Write out, word for word, only the lines from the one containing "Where can you see the submerged" through the final line of the data.

-----

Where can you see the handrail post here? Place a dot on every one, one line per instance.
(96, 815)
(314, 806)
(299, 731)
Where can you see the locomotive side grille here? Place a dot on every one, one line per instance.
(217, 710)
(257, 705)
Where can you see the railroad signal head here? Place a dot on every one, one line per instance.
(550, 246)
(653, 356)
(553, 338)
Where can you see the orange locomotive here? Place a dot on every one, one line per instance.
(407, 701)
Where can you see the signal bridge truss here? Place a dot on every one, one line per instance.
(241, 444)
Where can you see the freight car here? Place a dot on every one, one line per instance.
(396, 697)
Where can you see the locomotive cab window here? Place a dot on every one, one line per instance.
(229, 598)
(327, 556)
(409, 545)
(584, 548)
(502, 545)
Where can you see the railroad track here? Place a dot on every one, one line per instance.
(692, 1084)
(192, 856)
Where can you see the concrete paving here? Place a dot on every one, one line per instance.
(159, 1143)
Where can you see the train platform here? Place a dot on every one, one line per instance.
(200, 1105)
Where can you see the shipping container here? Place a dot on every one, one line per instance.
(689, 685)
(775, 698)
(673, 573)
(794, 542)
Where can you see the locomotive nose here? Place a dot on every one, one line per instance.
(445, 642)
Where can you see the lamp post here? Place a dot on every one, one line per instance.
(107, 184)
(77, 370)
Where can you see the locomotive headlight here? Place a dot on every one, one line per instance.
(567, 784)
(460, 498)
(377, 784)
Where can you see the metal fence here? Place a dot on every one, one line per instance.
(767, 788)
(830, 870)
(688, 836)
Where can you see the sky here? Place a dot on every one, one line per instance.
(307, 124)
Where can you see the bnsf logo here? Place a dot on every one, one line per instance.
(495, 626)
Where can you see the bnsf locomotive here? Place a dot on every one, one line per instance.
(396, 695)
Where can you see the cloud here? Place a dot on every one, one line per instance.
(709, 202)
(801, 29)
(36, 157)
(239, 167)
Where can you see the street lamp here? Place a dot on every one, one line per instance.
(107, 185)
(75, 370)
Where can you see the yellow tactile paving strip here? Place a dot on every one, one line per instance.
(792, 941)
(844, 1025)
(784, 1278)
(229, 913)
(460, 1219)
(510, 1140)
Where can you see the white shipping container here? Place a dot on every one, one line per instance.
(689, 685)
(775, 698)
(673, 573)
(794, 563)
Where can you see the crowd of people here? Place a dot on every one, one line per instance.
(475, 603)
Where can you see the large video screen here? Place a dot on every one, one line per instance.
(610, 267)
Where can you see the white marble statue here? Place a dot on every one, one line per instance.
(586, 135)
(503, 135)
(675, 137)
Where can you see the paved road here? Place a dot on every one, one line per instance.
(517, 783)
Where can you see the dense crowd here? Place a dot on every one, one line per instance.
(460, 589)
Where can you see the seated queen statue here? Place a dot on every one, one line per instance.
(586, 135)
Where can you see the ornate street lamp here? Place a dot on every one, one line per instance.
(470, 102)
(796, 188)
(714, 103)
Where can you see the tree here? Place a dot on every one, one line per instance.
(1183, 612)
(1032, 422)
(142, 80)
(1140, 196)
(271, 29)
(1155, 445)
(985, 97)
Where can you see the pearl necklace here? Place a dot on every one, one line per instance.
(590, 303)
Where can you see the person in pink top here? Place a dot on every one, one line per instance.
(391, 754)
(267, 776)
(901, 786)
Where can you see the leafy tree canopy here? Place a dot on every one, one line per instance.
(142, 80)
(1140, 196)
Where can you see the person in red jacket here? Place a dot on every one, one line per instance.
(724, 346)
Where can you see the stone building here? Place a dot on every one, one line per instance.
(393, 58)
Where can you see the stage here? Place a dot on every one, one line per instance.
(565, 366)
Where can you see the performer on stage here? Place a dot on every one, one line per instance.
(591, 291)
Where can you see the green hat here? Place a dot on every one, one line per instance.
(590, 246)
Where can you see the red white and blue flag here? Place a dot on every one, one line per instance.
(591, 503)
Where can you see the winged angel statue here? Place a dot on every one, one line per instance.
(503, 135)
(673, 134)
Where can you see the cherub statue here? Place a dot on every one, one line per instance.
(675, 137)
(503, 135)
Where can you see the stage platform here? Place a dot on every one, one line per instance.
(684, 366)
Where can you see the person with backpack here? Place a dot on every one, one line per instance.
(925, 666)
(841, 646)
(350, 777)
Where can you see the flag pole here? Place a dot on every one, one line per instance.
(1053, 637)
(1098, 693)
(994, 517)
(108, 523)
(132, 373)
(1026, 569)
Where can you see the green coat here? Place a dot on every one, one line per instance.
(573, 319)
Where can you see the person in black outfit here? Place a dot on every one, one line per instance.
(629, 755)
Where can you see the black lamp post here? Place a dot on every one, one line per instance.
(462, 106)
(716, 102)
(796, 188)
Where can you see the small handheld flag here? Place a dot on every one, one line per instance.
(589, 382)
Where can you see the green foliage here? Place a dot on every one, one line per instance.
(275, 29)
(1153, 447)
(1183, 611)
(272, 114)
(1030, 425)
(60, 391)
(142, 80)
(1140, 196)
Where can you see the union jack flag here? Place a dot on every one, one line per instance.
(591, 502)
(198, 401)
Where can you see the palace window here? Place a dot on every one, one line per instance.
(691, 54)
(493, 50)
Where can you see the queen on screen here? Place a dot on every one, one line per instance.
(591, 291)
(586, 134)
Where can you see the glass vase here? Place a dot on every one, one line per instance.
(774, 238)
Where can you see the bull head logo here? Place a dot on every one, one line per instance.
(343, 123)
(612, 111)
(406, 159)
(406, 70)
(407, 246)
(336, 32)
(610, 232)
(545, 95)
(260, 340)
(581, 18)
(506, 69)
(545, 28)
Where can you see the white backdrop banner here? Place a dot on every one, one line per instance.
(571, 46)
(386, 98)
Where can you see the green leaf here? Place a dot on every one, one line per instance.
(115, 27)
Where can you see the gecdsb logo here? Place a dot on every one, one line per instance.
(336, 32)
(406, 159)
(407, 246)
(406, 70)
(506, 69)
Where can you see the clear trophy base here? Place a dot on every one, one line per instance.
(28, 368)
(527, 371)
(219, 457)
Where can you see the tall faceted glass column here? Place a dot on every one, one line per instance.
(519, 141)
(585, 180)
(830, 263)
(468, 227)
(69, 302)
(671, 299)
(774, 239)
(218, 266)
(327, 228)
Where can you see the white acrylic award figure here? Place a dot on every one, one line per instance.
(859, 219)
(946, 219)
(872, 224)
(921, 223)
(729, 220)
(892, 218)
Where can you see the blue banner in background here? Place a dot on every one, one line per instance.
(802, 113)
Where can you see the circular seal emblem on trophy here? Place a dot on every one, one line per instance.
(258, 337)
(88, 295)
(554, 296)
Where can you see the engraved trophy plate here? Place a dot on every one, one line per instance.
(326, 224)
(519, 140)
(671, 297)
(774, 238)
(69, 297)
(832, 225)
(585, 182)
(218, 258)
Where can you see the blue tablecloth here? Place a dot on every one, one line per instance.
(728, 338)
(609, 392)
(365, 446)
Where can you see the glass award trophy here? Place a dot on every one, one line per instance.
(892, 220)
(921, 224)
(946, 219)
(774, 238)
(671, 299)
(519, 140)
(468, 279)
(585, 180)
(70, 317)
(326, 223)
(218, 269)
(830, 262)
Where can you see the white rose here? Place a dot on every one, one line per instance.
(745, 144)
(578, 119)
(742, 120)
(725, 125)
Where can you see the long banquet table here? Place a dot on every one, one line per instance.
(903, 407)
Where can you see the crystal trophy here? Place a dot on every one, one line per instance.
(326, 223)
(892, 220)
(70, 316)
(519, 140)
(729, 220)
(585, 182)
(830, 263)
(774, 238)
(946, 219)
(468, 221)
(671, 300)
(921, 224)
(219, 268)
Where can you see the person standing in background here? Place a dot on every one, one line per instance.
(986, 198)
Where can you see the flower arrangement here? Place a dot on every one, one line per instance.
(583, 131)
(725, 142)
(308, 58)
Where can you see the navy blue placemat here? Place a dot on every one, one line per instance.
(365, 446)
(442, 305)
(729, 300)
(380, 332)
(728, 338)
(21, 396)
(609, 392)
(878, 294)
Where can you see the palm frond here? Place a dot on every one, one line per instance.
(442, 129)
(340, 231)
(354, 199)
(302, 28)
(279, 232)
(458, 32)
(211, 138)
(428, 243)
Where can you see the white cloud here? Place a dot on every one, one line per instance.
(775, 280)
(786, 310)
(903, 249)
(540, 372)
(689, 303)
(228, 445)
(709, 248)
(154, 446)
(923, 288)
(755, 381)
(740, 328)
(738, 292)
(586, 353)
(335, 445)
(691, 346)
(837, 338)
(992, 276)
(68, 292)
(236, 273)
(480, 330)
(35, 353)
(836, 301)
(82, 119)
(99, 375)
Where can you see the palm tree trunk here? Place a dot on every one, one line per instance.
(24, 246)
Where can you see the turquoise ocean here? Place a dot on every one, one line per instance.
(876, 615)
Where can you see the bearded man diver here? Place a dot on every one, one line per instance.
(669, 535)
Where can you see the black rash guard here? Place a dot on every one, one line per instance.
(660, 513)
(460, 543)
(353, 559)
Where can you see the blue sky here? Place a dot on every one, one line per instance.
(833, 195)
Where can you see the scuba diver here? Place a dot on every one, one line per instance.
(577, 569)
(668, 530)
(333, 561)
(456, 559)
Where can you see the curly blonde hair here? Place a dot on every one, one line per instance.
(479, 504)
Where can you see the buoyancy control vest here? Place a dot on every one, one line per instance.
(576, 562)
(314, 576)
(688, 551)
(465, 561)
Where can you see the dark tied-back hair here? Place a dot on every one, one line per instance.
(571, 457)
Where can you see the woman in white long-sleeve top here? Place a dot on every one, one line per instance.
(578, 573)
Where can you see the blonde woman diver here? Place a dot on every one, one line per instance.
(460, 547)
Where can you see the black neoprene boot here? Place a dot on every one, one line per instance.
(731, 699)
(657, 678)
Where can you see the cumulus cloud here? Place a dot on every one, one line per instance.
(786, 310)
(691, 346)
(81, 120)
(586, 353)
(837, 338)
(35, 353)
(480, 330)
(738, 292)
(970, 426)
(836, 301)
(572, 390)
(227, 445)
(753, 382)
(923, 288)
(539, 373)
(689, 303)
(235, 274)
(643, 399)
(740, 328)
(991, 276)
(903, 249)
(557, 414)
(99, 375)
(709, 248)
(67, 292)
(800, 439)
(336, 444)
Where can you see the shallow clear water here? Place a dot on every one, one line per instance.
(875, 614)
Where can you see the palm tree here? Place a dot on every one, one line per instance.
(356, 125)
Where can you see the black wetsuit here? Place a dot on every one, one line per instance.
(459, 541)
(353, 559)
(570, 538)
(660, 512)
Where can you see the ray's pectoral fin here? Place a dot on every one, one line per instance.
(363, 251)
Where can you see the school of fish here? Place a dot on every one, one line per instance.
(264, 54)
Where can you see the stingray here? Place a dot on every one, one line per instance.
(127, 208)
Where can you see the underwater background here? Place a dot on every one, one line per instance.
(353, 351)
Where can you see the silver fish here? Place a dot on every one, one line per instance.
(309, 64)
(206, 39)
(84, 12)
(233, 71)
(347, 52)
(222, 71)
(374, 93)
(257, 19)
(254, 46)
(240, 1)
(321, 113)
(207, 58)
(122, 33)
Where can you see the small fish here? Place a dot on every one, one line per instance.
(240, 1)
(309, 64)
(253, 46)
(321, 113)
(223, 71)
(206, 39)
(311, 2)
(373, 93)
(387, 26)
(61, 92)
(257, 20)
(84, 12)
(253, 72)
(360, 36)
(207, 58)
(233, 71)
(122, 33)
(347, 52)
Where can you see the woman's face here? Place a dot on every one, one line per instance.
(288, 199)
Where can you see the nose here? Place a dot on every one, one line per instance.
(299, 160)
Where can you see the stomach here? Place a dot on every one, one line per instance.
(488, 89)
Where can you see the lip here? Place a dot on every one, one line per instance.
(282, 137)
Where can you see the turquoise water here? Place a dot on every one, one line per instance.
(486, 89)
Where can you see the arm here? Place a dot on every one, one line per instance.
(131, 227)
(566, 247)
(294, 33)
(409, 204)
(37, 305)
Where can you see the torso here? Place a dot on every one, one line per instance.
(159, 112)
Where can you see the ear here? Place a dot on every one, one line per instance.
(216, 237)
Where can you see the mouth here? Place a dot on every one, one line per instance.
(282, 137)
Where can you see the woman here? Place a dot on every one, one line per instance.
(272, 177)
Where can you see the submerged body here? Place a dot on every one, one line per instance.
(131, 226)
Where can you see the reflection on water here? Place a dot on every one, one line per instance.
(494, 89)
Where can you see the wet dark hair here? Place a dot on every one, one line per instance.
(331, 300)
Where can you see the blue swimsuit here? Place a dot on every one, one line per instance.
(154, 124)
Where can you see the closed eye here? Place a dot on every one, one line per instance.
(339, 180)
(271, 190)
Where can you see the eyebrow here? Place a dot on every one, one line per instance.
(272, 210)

-----

### Written answer
Where can you see the submerged body here? Place a dot on every one, one line per instance.
(131, 226)
Where can you see the reflection on water here? Place a dot on every one, one line per instance.
(494, 89)
Where can you see the wet dark hair here? Place a dot on every one, one line per instance.
(331, 300)
Where can you see the blue swimsuit here? Place a dot on every one, one line per instance.
(154, 124)
Where can you see the closed eye here? Place a dot on every one, one line per instance.
(339, 180)
(271, 190)
Where can you see the eyebrow here? Place a dot on every one, one line per instance.
(272, 210)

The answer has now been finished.